| ACTIVITY |
Retype the whole listing that follows, line for line.

*** ENTRIES SUPPLIED

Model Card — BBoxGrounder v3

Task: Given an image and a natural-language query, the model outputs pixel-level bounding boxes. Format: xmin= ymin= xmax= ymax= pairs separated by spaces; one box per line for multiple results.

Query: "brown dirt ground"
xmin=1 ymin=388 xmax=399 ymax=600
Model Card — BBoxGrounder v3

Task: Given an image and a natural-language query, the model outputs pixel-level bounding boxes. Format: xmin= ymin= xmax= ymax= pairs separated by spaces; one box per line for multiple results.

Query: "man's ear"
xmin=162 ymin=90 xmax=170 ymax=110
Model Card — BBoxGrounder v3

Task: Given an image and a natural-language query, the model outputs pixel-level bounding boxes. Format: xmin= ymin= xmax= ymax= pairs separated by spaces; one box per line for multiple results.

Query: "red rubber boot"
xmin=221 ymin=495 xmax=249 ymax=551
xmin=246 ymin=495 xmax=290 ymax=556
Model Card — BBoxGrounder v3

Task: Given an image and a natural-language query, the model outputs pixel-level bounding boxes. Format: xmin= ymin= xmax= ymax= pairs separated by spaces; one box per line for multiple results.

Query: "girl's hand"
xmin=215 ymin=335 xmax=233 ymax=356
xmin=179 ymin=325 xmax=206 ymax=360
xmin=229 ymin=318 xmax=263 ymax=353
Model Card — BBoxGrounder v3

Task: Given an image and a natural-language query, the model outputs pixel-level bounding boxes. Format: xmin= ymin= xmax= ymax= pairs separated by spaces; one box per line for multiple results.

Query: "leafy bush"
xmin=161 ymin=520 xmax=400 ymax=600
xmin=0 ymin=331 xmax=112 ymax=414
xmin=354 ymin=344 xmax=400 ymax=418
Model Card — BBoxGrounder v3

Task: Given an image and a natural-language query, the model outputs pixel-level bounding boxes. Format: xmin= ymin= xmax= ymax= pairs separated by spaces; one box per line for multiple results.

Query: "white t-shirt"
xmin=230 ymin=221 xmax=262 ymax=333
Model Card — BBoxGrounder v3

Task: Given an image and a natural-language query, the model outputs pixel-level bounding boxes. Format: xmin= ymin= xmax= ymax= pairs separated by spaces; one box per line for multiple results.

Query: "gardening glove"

******

| RESULT |
Model Card — BBoxGrounder v3

Task: Given an image and a natural-language query, the model outputs pixel-level bounding boxes. Format: xmin= ymin= xmax= ymax= pairs separated by spaces; one box per line for multiple results.

Query: "brown dirt ground"
xmin=1 ymin=388 xmax=399 ymax=600
Model Card — BBoxGrounder v3

Task: Given an image and a natural-language query, the model outputs pixel-level bounding boxes. Format: xmin= ymin= xmax= ymax= pairs separated by spaces; one box per line for multiple results.

Query: "man's ear"
xmin=162 ymin=90 xmax=170 ymax=110
Model Card — BBoxGrounder v3

Task: Given an image and a natural-language query, the model outputs pixel-level bounding boxes. Format: xmin= ymin= xmax= ymax= pairs separated by spaces; one box per line for multiple results.

Query: "red rubber boot"
xmin=221 ymin=495 xmax=249 ymax=551
xmin=246 ymin=495 xmax=290 ymax=556
Model Card — BBoxGrounder v3

Task: Given an image and a natural-language query, the model outputs pixel-level bounding boxes. Format: xmin= ymin= xmax= ymax= pairs separated by spaces; one box per line for multiple results.

Query: "girl's hand"
xmin=215 ymin=335 xmax=233 ymax=356
xmin=179 ymin=325 xmax=206 ymax=360
xmin=229 ymin=318 xmax=263 ymax=353
Model Card — BBoxGrounder v3

Task: Given an image and a natural-language query, the model outputs pixel-level bounding boxes. Format: xmin= ymin= xmax= ymax= pairs separated by spaces; one box per line for multiple results.

Query: "leafy bush"
xmin=161 ymin=520 xmax=400 ymax=600
xmin=0 ymin=331 xmax=112 ymax=414
xmin=354 ymin=344 xmax=400 ymax=418
Model Card — BBoxGrounder v3

Task: Given an image and a natural-language query, the model outputs pixel-level bounding boxes. Format: xmin= ymin= xmax= ymax= pairs separated by spaces; one box per line for multiple results.

Query: "white t-shirt"
xmin=230 ymin=221 xmax=262 ymax=333
Model Card — BBoxGrounder v3

Task: Given an image and a natural-language query, the model outputs pixel-level bounding boxes. Format: xmin= ymin= xmax= ymax= pairs separated by spaces; one box per line for multiple results.

Query: "gardening glove"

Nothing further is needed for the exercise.